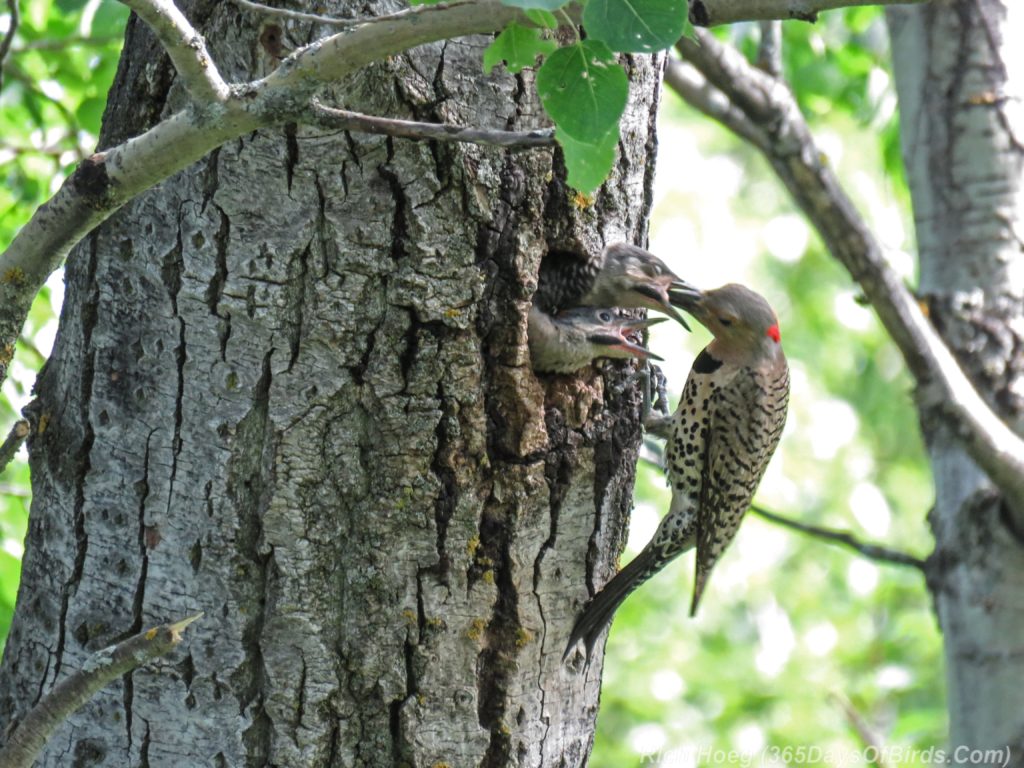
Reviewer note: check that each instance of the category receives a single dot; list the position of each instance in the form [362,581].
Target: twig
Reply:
[72,41]
[714,12]
[844,539]
[13,441]
[32,733]
[867,734]
[695,90]
[770,47]
[8,37]
[185,47]
[767,103]
[329,117]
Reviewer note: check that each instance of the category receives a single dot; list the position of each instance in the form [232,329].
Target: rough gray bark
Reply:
[291,389]
[962,138]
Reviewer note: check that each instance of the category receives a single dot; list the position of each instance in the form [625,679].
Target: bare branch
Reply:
[803,168]
[844,539]
[32,733]
[8,37]
[297,15]
[770,48]
[185,47]
[107,180]
[652,454]
[352,121]
[13,441]
[714,12]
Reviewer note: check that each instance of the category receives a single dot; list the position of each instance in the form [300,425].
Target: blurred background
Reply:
[798,643]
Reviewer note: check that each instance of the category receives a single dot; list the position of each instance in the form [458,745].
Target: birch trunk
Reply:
[291,389]
[961,85]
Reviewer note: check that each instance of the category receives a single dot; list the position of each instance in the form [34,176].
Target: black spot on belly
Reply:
[705,364]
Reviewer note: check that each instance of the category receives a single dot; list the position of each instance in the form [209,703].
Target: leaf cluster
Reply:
[583,86]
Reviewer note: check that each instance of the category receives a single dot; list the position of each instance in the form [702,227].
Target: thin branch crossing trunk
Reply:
[291,389]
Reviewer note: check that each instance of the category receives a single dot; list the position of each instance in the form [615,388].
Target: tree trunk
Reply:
[291,389]
[960,105]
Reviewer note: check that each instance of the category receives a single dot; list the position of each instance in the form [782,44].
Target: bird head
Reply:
[631,276]
[607,333]
[742,323]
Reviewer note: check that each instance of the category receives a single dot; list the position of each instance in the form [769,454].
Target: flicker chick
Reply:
[570,340]
[622,275]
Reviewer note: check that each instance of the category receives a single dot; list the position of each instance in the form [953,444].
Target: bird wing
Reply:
[747,424]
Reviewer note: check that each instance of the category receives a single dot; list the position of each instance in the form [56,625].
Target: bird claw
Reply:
[654,414]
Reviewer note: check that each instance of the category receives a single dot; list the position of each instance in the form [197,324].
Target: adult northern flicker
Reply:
[726,427]
[622,275]
[566,342]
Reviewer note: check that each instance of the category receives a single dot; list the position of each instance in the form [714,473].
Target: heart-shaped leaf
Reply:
[636,26]
[517,46]
[588,164]
[584,89]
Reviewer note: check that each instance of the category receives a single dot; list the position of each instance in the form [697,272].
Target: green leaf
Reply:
[517,46]
[584,90]
[542,17]
[636,26]
[588,164]
[541,4]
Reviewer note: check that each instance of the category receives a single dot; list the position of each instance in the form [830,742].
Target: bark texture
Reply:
[963,130]
[291,389]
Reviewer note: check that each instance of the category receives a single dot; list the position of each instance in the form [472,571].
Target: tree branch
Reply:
[352,121]
[32,733]
[12,442]
[107,180]
[185,47]
[714,12]
[770,48]
[297,15]
[8,37]
[942,385]
[843,539]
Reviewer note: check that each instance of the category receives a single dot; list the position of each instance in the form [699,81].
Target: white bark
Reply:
[962,131]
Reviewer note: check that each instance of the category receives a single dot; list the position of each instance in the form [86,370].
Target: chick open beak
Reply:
[658,297]
[623,345]
[685,296]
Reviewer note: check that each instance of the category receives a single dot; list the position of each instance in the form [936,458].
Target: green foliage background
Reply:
[800,649]
[800,645]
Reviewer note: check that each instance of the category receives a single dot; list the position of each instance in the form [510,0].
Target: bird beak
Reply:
[624,345]
[656,296]
[685,296]
[640,324]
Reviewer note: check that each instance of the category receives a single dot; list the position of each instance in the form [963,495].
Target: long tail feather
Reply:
[599,611]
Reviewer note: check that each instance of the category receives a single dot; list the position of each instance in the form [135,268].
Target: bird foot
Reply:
[654,413]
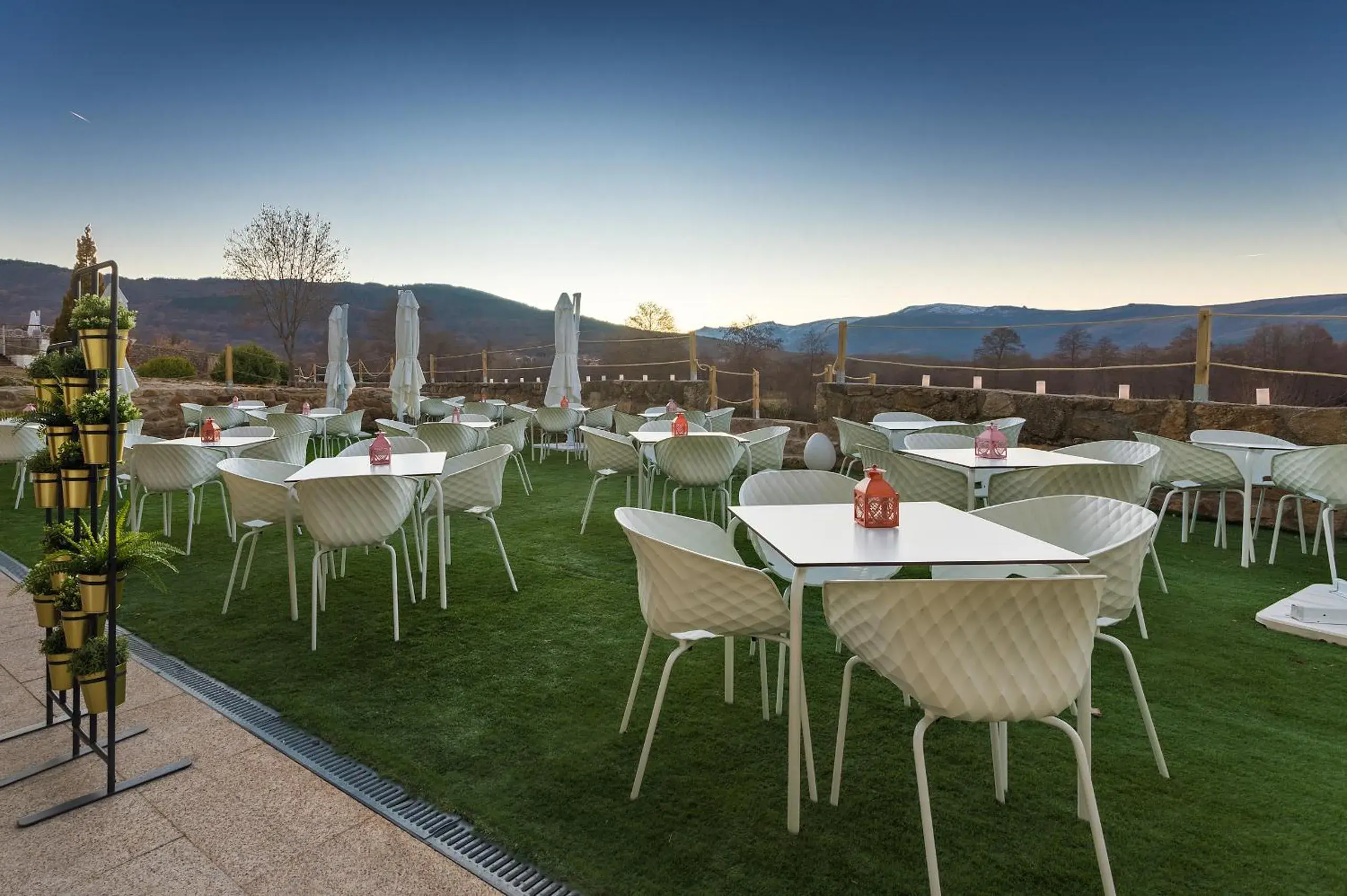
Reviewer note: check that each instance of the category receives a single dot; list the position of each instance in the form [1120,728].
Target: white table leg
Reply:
[794,732]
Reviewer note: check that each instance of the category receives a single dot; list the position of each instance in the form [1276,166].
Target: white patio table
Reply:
[1254,462]
[646,440]
[425,467]
[930,534]
[980,468]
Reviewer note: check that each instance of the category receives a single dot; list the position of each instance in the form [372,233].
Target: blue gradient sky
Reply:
[787,159]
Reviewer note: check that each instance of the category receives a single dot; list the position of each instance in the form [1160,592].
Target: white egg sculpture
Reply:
[819,453]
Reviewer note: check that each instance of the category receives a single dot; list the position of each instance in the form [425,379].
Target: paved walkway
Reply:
[243,820]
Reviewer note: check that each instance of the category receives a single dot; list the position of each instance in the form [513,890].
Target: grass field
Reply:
[506,709]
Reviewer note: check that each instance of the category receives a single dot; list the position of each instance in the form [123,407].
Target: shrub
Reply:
[169,367]
[253,366]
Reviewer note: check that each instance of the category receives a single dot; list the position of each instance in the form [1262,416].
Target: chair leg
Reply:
[1141,701]
[842,717]
[589,503]
[655,714]
[924,798]
[491,519]
[636,683]
[1091,808]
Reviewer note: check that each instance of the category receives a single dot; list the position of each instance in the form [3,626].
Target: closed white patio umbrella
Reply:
[566,373]
[338,375]
[407,378]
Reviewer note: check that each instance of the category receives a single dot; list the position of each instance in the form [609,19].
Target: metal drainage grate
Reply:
[448,834]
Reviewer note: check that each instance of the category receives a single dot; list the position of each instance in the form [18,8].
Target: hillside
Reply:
[960,343]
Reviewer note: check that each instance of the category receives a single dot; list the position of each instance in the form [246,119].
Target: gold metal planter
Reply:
[46,489]
[100,444]
[95,689]
[95,347]
[58,670]
[93,590]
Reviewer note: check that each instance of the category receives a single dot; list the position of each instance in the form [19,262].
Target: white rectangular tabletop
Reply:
[929,534]
[422,464]
[1016,458]
[652,437]
[225,441]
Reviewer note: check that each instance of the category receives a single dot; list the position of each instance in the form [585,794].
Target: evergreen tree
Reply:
[87,254]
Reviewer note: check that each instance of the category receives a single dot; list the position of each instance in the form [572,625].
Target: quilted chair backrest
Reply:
[974,650]
[852,436]
[1122,481]
[348,511]
[451,438]
[1121,452]
[608,452]
[1318,471]
[698,460]
[1113,534]
[1183,461]
[690,578]
[917,480]
[176,468]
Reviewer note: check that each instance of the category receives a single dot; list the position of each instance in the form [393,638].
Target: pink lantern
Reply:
[380,452]
[990,444]
[876,505]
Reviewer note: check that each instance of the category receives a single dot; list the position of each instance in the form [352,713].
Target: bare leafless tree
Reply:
[290,260]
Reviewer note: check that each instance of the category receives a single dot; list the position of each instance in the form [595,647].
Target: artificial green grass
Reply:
[506,709]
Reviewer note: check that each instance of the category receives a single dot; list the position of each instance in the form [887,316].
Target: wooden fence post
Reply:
[840,364]
[1202,369]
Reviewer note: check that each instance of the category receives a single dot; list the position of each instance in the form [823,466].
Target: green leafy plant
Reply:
[93,657]
[253,366]
[169,367]
[96,407]
[54,642]
[136,551]
[95,313]
[41,368]
[71,457]
[42,462]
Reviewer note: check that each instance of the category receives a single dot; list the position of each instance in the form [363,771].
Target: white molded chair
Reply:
[977,651]
[693,587]
[355,511]
[473,486]
[852,436]
[607,456]
[929,440]
[165,469]
[286,449]
[17,445]
[918,480]
[1114,535]
[258,498]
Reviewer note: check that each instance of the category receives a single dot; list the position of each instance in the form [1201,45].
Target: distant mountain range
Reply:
[867,335]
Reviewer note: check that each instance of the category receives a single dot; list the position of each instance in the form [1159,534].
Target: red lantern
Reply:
[380,452]
[990,444]
[876,501]
[209,431]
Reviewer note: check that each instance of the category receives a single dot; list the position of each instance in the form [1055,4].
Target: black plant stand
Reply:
[85,741]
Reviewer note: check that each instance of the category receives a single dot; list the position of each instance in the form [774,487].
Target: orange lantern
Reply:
[209,431]
[380,452]
[990,444]
[876,505]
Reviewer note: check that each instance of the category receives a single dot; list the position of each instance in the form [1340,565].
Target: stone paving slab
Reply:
[243,820]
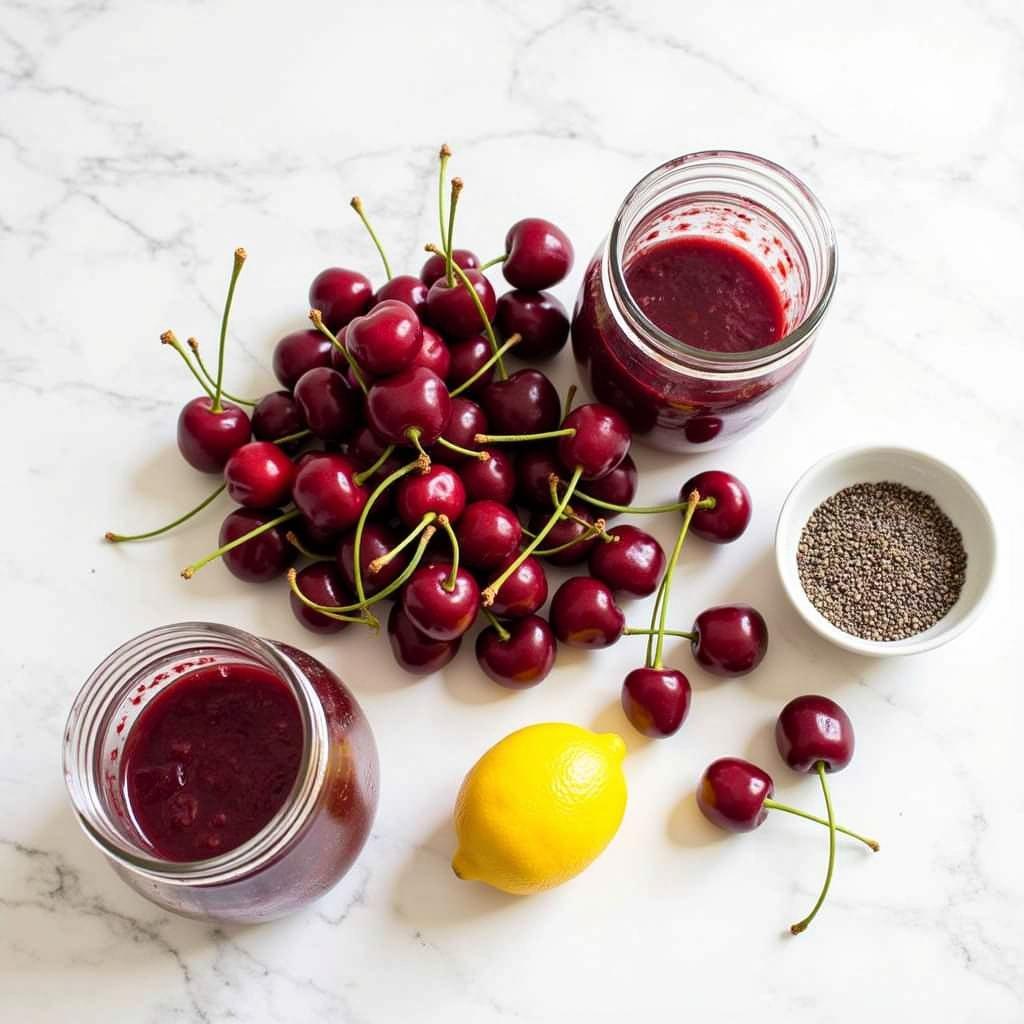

### EXERCISE TASK
Convert the records, from the line containing "the form [1201,45]." through the end of the records, into a JSON list of strings with one string per line. Omit blank lines and leave the pictures out.

### RESPONSE BELOW
[
  "Reviewer note: check that each instance of the category receives a single dot; list the position of each instance in the form [1201,45].",
  "Target: distant mountain range",
  "Reply:",
  "[867,335]",
  "Reviewer note: check that each instance of the category receives a single dot; list the position of each instance in the form [1159,534].",
  "Target: red lantern",
  "Reply:",
  "[380,452]",
  "[990,444]",
  "[876,501]",
  "[209,431]",
  "Reviewer note: check that each instance of the category receives a single dot; list the position of each instance in the form [1055,4].",
  "Target: black plant stand",
  "Reply:",
  "[85,741]",
  "Reviewer note: check that each instance of the category receives a single dot; list the position of each instance in the form [774,487].",
  "Target: orange lantern",
  "Reply:",
  "[209,431]",
  "[380,452]",
  "[990,444]",
  "[876,505]",
  "Reviewer note: check that each instance of the category receives a single dot; list the position of each instance in the form [1340,565].",
  "Target: stone paving slab",
  "Reply:",
  "[243,820]"
]